Task requirements> Starting at the line that contains "of fish jaw" and continuing through the last of the items, offset each answer by adding 129 to every coordinate value. Write out each of those lines again in full, changing nothing except the coordinates.

Dataset records>

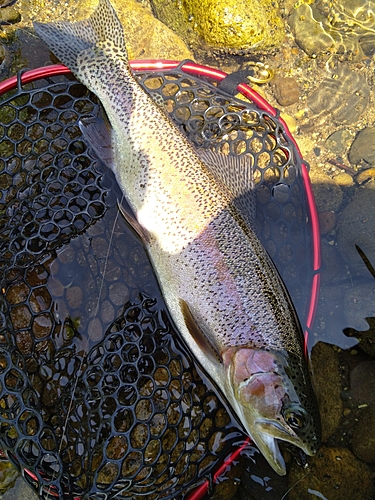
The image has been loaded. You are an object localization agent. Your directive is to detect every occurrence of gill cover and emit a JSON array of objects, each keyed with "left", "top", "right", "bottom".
[{"left": 224, "top": 348, "right": 319, "bottom": 475}]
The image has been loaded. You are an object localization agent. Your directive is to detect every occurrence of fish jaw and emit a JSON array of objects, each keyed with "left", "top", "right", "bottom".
[{"left": 223, "top": 347, "right": 319, "bottom": 475}]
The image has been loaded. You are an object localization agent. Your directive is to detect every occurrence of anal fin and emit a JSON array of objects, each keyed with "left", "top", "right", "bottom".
[
  {"left": 180, "top": 299, "right": 223, "bottom": 363},
  {"left": 117, "top": 203, "right": 150, "bottom": 246}
]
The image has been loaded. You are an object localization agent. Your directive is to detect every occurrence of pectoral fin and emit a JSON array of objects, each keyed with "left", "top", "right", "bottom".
[
  {"left": 197, "top": 149, "right": 256, "bottom": 227},
  {"left": 117, "top": 203, "right": 150, "bottom": 245},
  {"left": 180, "top": 299, "right": 223, "bottom": 363},
  {"left": 78, "top": 112, "right": 114, "bottom": 166}
]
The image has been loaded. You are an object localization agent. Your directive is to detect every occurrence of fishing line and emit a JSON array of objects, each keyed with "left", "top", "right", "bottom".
[{"left": 47, "top": 194, "right": 124, "bottom": 495}]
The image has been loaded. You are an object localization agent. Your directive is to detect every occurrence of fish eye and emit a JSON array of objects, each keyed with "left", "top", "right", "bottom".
[{"left": 284, "top": 406, "right": 307, "bottom": 429}]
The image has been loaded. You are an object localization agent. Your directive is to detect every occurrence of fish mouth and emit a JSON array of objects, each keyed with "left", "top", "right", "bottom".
[{"left": 251, "top": 419, "right": 311, "bottom": 476}]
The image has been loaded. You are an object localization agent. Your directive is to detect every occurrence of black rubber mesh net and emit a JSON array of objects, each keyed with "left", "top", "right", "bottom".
[{"left": 0, "top": 64, "right": 311, "bottom": 500}]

Task output>
The image has been loaded. You are an object localization agent. Your directive is to detect every occurrence of fish jaw and emit a JSON array of objects, each keyed with "left", "top", "right", "bottom".
[{"left": 352, "top": 476, "right": 448, "bottom": 604}]
The image has been loaded. You are an object localization agent. Your directive is to detect every occurrence of anal fin and emit a JSON array of objects, each keyed with "left", "top", "right", "bottom".
[
  {"left": 309, "top": 428, "right": 352, "bottom": 492},
  {"left": 246, "top": 332, "right": 279, "bottom": 375}
]
The image has been loaded. You are an object localization agent. Your directive is to detect every occurrence of pectoral fin and emit a JSON array of objects, each keyed with "left", "top", "right", "bottom".
[
  {"left": 326, "top": 278, "right": 385, "bottom": 356},
  {"left": 246, "top": 332, "right": 279, "bottom": 374},
  {"left": 309, "top": 428, "right": 352, "bottom": 492},
  {"left": 207, "top": 241, "right": 243, "bottom": 295}
]
The image has been loaded. You are an object localization agent. Your directive is to detect every occurrence of fishing line and emit a JSON array of objects, each keyed with "left", "top", "right", "bottom".
[{"left": 176, "top": 323, "right": 253, "bottom": 624}]
The image has been loaded. You are an object localization agent. Your directive is to detect every occurrence of fish eye and emit a JSON array of objects, each keyed with "left", "top", "right", "bottom".
[{"left": 413, "top": 535, "right": 436, "bottom": 558}]
The image has been loaded. You are an object localization agent. Your directive is to detect every occurrence of fish mouth and emit a JSON array of objects, each keyed with "left", "top", "right", "bottom".
[{"left": 380, "top": 548, "right": 440, "bottom": 605}]
The image has been loaded. You are an object localization agent. Your directive is to detect every occurrence of black rubber mesh net and emit a JSON array of objects, each keyed with "left", "top", "right", "bottom".
[{"left": 129, "top": 193, "right": 440, "bottom": 629}]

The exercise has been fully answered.